━━ Supplied records
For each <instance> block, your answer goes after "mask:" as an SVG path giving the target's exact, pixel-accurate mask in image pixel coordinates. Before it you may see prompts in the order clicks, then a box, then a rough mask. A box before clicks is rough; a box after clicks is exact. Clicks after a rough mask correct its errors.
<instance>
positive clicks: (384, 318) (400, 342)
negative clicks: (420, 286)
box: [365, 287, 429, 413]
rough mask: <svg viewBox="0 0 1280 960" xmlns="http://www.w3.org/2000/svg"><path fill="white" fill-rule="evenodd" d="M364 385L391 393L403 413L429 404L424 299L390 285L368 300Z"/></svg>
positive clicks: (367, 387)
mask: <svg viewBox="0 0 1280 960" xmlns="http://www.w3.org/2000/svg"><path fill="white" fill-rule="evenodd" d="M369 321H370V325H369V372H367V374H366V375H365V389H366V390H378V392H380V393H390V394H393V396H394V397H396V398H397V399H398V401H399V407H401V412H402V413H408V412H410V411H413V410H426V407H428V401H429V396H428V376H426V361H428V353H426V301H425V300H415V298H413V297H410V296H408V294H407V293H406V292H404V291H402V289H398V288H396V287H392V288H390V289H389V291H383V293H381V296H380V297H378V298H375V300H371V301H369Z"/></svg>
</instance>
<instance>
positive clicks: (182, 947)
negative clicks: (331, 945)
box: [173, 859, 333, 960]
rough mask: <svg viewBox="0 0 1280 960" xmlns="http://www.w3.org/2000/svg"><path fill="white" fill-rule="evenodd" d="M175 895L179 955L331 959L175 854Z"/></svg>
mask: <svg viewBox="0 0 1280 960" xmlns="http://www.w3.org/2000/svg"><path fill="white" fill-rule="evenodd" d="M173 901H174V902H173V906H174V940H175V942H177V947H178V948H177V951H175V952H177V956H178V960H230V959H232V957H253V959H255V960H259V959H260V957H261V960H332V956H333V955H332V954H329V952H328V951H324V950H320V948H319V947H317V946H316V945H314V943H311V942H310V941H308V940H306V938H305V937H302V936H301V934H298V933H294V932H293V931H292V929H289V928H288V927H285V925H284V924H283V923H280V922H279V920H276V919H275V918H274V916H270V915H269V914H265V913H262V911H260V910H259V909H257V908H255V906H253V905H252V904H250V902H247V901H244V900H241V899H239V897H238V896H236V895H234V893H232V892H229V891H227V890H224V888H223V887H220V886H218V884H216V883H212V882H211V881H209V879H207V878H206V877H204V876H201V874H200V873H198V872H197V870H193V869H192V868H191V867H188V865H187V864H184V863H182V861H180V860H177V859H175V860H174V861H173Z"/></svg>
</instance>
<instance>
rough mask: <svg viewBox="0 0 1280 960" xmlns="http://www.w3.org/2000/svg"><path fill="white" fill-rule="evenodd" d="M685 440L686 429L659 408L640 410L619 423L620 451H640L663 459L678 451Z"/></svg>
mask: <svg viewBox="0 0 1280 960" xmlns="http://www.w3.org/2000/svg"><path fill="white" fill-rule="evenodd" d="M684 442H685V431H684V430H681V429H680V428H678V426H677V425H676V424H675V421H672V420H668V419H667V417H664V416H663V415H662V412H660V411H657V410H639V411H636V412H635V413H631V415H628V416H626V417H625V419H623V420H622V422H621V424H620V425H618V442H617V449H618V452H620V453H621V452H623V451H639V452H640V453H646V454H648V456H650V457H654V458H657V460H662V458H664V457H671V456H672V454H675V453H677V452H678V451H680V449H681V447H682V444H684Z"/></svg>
━━━━
Task to carry out :: Where a line in the entries holds "negative", copy that line.

Solution ::
negative clicks: (420, 286)
negative clicks: (331, 945)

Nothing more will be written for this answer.